**Work item**
Recast the data below as a numbered list, beginning at the line that contains "The prompts of" and ending after the line that contains "negative clicks: (438, 388)". Leave out any blank lines.

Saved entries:

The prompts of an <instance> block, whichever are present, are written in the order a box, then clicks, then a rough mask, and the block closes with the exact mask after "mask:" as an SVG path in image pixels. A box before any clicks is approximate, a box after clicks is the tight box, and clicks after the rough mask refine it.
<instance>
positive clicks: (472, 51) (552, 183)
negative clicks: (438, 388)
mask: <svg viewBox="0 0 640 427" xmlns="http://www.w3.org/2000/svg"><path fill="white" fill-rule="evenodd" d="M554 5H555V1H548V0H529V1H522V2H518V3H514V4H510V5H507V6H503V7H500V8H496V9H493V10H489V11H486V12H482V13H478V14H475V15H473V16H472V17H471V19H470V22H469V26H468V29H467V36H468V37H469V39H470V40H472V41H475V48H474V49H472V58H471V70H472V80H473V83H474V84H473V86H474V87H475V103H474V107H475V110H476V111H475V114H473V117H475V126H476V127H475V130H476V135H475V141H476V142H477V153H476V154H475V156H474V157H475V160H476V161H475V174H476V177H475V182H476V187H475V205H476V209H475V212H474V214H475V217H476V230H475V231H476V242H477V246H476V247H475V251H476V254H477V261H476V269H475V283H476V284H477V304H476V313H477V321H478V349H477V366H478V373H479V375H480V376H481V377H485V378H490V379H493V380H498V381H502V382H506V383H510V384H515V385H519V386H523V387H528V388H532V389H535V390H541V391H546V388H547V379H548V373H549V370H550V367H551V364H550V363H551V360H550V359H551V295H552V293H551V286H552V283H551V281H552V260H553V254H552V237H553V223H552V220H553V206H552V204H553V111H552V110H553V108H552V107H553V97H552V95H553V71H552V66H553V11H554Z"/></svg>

--

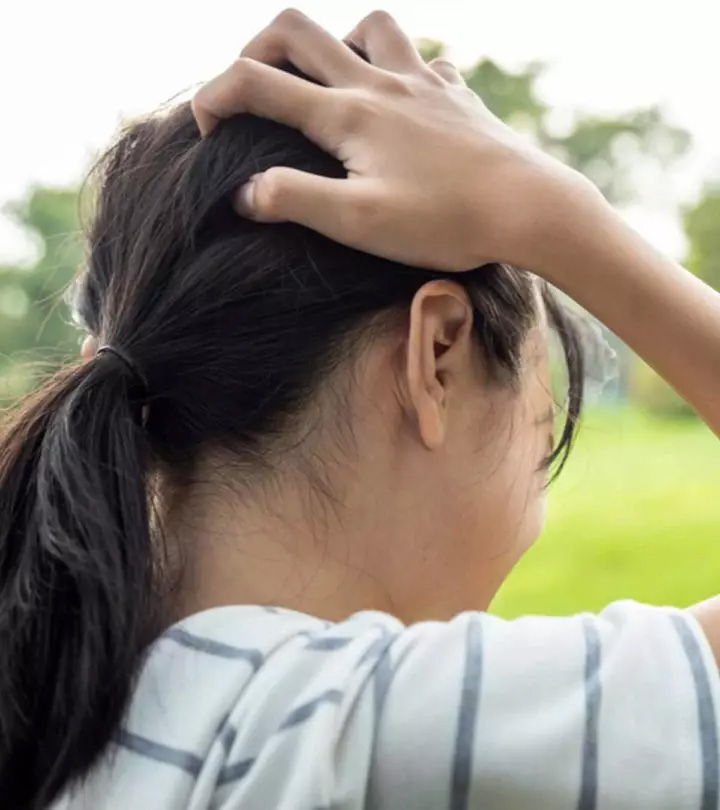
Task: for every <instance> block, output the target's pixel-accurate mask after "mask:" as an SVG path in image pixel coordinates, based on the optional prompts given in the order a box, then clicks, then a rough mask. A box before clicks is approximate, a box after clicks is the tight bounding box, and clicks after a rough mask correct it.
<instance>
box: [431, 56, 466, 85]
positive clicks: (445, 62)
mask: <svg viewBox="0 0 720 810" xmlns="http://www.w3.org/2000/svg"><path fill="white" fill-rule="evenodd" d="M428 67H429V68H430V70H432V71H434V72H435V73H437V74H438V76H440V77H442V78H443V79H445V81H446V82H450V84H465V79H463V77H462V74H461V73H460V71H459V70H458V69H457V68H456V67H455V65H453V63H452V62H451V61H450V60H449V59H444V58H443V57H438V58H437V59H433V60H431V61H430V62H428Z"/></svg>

**Result of the exercise**
1. The prompts of an <instance> block, whichever are present, are written in the order a box, then clicks, then a rough mask, and the block closes with the exact mask after "mask:" as an SVG path in image pixels. A box before any clicks is approximate, a box after clicks is the tight box, and clicks after the rough mask refine it.
2. <instance>
3. positive clicks: (472, 51) (552, 183)
4. negative clicks: (438, 388)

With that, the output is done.